• SOURCE PASSAGE:
Right now, BCG is the best agent for high-risk non–muscle-invasive bladder cancer, but it has suffered from a number of problems, including a lack of availability. Lately, [worldwide drug shortages] make BCG treatment very, very challenging for many physicians and patients. Even if heated intravesical chemotherapy is a treatment that is no better than BCG, it may be a reasonable alternative to BCG because it’s more available and manufacturing is more reliable than BCG.

How well tolerated is chemothermotherapy? What adverse events have you seen?

The [adverse] effect profile appears very similar to other intravesical therapies. The main things are urgency and frequency of urination, irritation in the bladder during treatment, and urinary tract infections [that are] probably associated with the catheterization more than the device itself. Those are the main things, so it seems to be very well tolerated.

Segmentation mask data
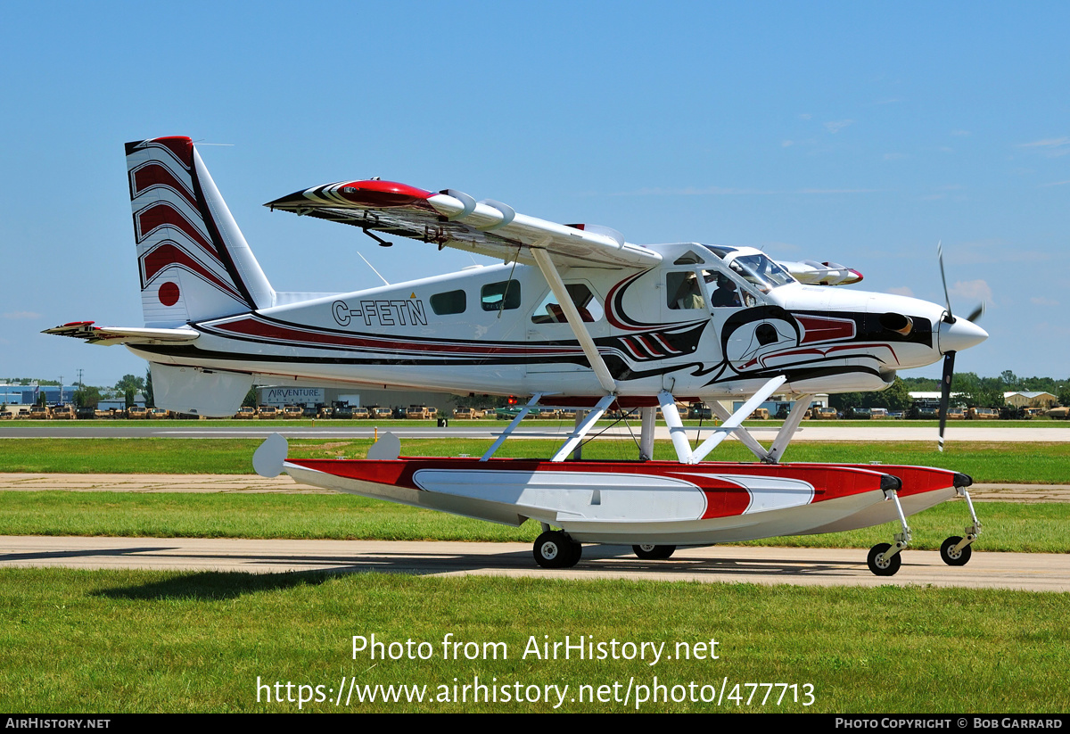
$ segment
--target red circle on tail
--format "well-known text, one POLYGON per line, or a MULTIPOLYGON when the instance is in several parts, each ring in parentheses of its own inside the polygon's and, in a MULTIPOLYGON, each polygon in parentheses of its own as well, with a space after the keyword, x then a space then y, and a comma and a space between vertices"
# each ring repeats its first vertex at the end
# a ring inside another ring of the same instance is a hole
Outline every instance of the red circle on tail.
POLYGON ((159 287, 159 292, 157 293, 159 302, 165 306, 173 306, 179 302, 179 286, 178 284, 168 280, 163 286, 159 287))

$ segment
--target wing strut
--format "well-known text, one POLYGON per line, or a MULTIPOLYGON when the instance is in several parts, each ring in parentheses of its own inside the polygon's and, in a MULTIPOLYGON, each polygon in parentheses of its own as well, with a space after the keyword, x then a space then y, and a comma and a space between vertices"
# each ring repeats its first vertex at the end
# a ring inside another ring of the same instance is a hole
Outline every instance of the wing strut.
POLYGON ((557 299, 557 305, 564 311, 568 325, 572 327, 572 334, 576 335, 577 341, 583 348, 583 353, 586 355, 587 362, 591 363, 591 369, 594 370, 595 376, 598 378, 598 384, 610 395, 615 395, 616 382, 613 380, 613 376, 610 374, 609 367, 606 366, 606 361, 598 353, 598 348, 595 347, 595 341, 591 338, 587 327, 583 325, 583 319, 580 317, 580 312, 576 310, 576 304, 572 303, 572 297, 568 294, 568 290, 565 288, 565 284, 561 279, 553 260, 550 259, 550 255, 541 247, 533 246, 531 253, 538 264, 538 269, 542 271, 542 277, 550 284, 553 297, 557 299))
POLYGON ((502 434, 498 437, 498 440, 490 445, 487 453, 479 457, 479 461, 486 461, 490 457, 494 456, 494 452, 498 450, 498 447, 505 443, 505 440, 517 429, 517 426, 520 425, 520 422, 524 419, 524 416, 528 415, 531 409, 538 404, 541 397, 542 393, 535 393, 535 395, 532 396, 532 399, 528 401, 528 404, 521 408, 520 412, 517 413, 517 417, 513 418, 513 423, 506 426, 505 430, 502 431, 502 434))
POLYGON ((616 396, 607 395, 598 401, 598 404, 595 406, 593 410, 587 411, 586 416, 584 416, 583 420, 580 422, 580 425, 577 426, 571 433, 569 433, 568 440, 565 441, 565 445, 557 449, 557 453, 553 455, 553 458, 550 459, 550 461, 564 461, 565 458, 568 457, 568 454, 576 448, 577 444, 583 440, 583 437, 587 434, 587 431, 594 428, 598 418, 600 418, 602 414, 609 410, 609 407, 613 404, 614 400, 616 400, 616 396))
MULTIPOLYGON (((784 420, 783 426, 777 432, 777 438, 773 440, 773 446, 769 450, 765 450, 765 447, 758 442, 753 435, 750 434, 743 426, 735 429, 736 438, 743 443, 747 448, 750 449, 751 454, 761 459, 764 463, 775 464, 780 462, 780 457, 784 455, 784 449, 788 448, 788 444, 791 442, 792 437, 795 435, 795 431, 798 430, 799 424, 802 418, 806 417, 806 412, 810 408, 810 402, 813 400, 813 395, 800 395, 792 403, 792 412, 789 413, 788 419, 784 420)), ((728 409, 721 403, 712 401, 709 403, 710 409, 721 420, 728 420, 731 417, 728 409)))
MULTIPOLYGON (((737 410, 735 413, 729 416, 729 418, 725 419, 724 423, 722 423, 720 426, 715 428, 714 434, 710 435, 705 441, 703 441, 701 446, 696 448, 693 452, 691 452, 690 448, 688 448, 687 455, 681 456, 681 462, 688 464, 697 464, 704 458, 706 458, 706 455, 708 455, 709 452, 714 450, 721 443, 721 441, 727 439, 729 437, 729 433, 732 433, 737 428, 740 428, 743 426, 743 422, 747 419, 747 416, 753 413, 755 408, 758 408, 763 402, 768 400, 769 396, 773 395, 775 392, 777 392, 777 388, 780 387, 780 385, 784 384, 786 380, 788 378, 785 376, 779 374, 769 380, 768 382, 766 382, 764 385, 762 385, 759 388, 759 391, 754 393, 747 402, 743 403, 743 406, 739 407, 739 410, 737 410)), ((673 408, 675 410, 675 404, 673 406, 673 408)), ((664 413, 663 408, 662 408, 662 413, 664 413)), ((678 415, 676 416, 676 419, 679 420, 678 415)), ((666 418, 666 423, 668 423, 668 417, 666 418)), ((681 426, 681 428, 683 429, 683 426, 681 426)), ((672 432, 672 428, 670 428, 670 432, 672 432)), ((687 445, 687 437, 684 435, 683 430, 681 430, 679 437, 684 441, 685 445, 687 445)), ((673 434, 673 445, 674 446, 676 445, 675 434, 673 434)), ((677 456, 681 455, 678 446, 676 447, 676 454, 677 456)))

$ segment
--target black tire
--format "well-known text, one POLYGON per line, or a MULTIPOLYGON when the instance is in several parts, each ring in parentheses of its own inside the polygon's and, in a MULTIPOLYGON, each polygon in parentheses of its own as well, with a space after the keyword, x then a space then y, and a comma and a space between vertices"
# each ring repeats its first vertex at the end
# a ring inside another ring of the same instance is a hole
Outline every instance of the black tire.
POLYGON ((870 548, 870 554, 866 559, 866 564, 874 575, 895 576, 899 567, 903 565, 903 559, 900 553, 896 553, 891 557, 885 556, 885 553, 890 550, 891 546, 887 542, 878 542, 870 548))
POLYGON ((962 541, 961 535, 952 535, 939 547, 939 557, 941 561, 946 563, 948 566, 965 566, 969 563, 969 556, 974 554, 974 547, 966 546, 961 551, 953 551, 952 549, 962 541))
POLYGON ((547 531, 535 539, 532 553, 542 568, 571 568, 580 562, 583 547, 561 531, 547 531))
POLYGON ((664 561, 676 552, 676 546, 654 546, 651 544, 640 544, 631 547, 636 557, 643 561, 664 561))

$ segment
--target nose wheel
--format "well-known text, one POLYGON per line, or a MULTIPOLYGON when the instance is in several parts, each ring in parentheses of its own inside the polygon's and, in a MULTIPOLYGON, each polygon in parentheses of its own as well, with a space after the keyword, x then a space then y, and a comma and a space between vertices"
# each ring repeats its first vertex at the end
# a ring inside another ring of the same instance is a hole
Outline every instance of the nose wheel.
POLYGON ((962 485, 957 484, 956 491, 959 492, 960 496, 965 498, 966 506, 969 507, 969 517, 974 522, 963 531, 963 535, 952 535, 939 547, 941 561, 948 566, 965 566, 969 563, 969 556, 974 554, 973 542, 981 534, 981 521, 977 519, 974 501, 969 499, 969 492, 966 491, 966 487, 973 484, 973 479, 965 474, 962 476, 962 485))
POLYGON ((583 546, 556 530, 539 535, 532 550, 535 563, 542 568, 571 568, 583 555, 583 546))
POLYGON ((866 557, 866 565, 873 571, 874 576, 895 576, 903 565, 903 556, 899 554, 911 541, 911 526, 906 524, 906 515, 903 514, 903 506, 899 502, 899 494, 895 489, 886 489, 885 501, 891 500, 896 503, 896 510, 899 513, 899 522, 903 525, 902 533, 896 533, 896 542, 878 542, 870 548, 866 557))
POLYGON ((963 540, 961 536, 952 535, 939 547, 941 561, 948 566, 965 566, 969 563, 969 556, 974 554, 974 549, 969 545, 973 541, 973 537, 967 536, 967 539, 963 540))
POLYGON ((631 550, 636 554, 636 557, 643 561, 664 561, 676 552, 676 546, 655 546, 654 544, 643 542, 632 546, 631 550))
POLYGON ((887 542, 878 542, 870 548, 869 557, 866 564, 875 576, 895 576, 900 566, 903 565, 903 556, 899 554, 899 548, 891 552, 892 546, 887 542))

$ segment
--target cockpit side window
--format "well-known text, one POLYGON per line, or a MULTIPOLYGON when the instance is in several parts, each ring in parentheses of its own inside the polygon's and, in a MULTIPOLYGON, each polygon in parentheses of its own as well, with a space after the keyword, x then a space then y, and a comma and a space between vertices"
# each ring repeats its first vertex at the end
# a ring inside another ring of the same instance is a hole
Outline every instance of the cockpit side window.
POLYGON ((669 308, 675 310, 706 307, 706 297, 694 271, 667 273, 666 294, 669 308))

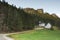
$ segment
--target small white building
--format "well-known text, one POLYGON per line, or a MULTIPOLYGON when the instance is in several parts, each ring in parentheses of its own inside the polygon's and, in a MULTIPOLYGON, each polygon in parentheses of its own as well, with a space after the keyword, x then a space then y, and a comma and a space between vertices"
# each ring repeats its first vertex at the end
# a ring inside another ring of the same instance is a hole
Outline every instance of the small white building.
POLYGON ((45 23, 41 23, 41 21, 39 21, 39 26, 40 26, 40 27, 47 28, 47 29, 50 29, 50 28, 51 28, 51 24, 50 24, 50 23, 47 23, 47 24, 45 25, 45 23))
POLYGON ((50 29, 50 28, 51 28, 51 24, 48 23, 48 24, 45 26, 45 28, 50 29))

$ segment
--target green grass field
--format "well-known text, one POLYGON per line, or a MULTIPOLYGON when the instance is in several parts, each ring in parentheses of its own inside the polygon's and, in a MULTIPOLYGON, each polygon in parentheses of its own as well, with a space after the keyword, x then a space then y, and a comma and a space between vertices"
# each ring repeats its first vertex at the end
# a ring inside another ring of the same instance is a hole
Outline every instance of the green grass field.
POLYGON ((60 40, 60 31, 35 30, 10 36, 15 40, 60 40))

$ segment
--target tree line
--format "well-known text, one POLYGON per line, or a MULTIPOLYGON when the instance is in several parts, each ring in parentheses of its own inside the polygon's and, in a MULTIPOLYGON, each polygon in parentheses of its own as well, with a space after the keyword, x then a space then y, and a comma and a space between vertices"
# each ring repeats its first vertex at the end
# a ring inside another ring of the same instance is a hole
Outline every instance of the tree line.
POLYGON ((39 21, 51 23, 60 28, 60 18, 49 13, 39 13, 35 9, 17 8, 5 1, 0 1, 0 32, 17 32, 34 29, 39 21), (27 10, 27 9, 26 9, 27 10), (29 10, 29 11, 28 11, 29 10))

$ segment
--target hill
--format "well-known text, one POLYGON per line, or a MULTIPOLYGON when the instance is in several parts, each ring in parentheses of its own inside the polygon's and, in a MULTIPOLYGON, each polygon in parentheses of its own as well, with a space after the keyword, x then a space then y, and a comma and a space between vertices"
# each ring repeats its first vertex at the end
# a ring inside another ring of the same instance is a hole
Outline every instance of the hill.
POLYGON ((60 28, 60 18, 44 13, 43 9, 17 8, 0 1, 0 32, 17 32, 34 29, 39 21, 60 28))

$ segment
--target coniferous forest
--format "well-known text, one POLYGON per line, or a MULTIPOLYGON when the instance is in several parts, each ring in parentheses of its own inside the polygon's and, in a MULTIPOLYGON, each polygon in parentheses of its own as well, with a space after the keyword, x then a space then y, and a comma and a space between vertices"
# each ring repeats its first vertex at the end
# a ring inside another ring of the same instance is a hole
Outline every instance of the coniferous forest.
POLYGON ((60 29, 60 18, 56 14, 44 13, 43 9, 17 8, 0 1, 0 32, 31 30, 39 25, 39 21, 60 29))

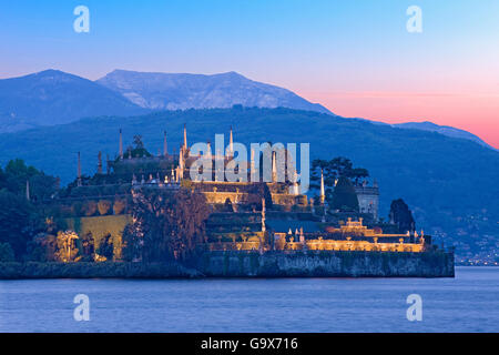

• ASSIGNED TASK 1: Copy the passage on bladder cancer treatment word for word, starting with "Right now, BCG" and going on through "have you seen?".
• ASSIGNED TASK 2:
Answer these questions from the passage on bladder cancer treatment.
(a) Which agent does the passage call the best for high-risk non–muscle-invasive bladder cancer?
(b) What has lately made that treatment very challenging for many physicians and patients?
(c) What are the urinary tract infections probably associated with?
• ASSIGNED TASK 3: Write what comes next in the passage on bladder cancer treatment, continuing from its last sentence.

• TASK ANSWER 1:
Right now, BCG is the best agent for high-risk non–muscle-invasive bladder cancer, but it has suffered from a number of problems, including a lack of availability. Lately, [worldwide drug shortages] make BCG treatment very, very challenging for many physicians and patients. Even if heated intravesical chemotherapy is a treatment that is no better than BCG, it may be a reasonable alternative to BCG because it’s more available and manufacturing is more reliable than BCG.

How well tolerated is chemothermotherapy? What adverse events have you seen?

• TASK ANSWER 2:
(a) BCG.
(b) Worldwide drug shortages.
(c) The catheterization, more than the device itself.

• TASK ANSWER 3:
One thing we did notice at Duke when we were using higher-dose intravesical chemotherapy, in particular higher-dose mitomycin in combination with heating, is an increased incidence of drug-sensitivity reactions. The patients seemed to have a higher rate than we would usually observe of allergy-type reactions to mitomycin, including skin rashes and such. Others have not confirmed this yet because we’re the only group that has used higher mitomycin C doses. I’m not sure if that’s unique to our center or not.

My understanding is that you’ve been able to make this available to select patients in the US through a special arrangement. Could you discuss this and also what you’ve personally experienced and learned in using this therapy so far?

Because of the worldwide drug shortage in BCG, we were looking for options at Duke to treat patients with high-risk non–muscle-invasive bladder cancer or patients in whom BCG has previously failed and [patients] we couldn’t give BCG because it just wasn’t available. Our options were to use standard intravesical chemotherapy, which historically has not done that well, or to remove someone’s bladder surgically. Many patients are not ready to go to that step, so we were looking for an alternative.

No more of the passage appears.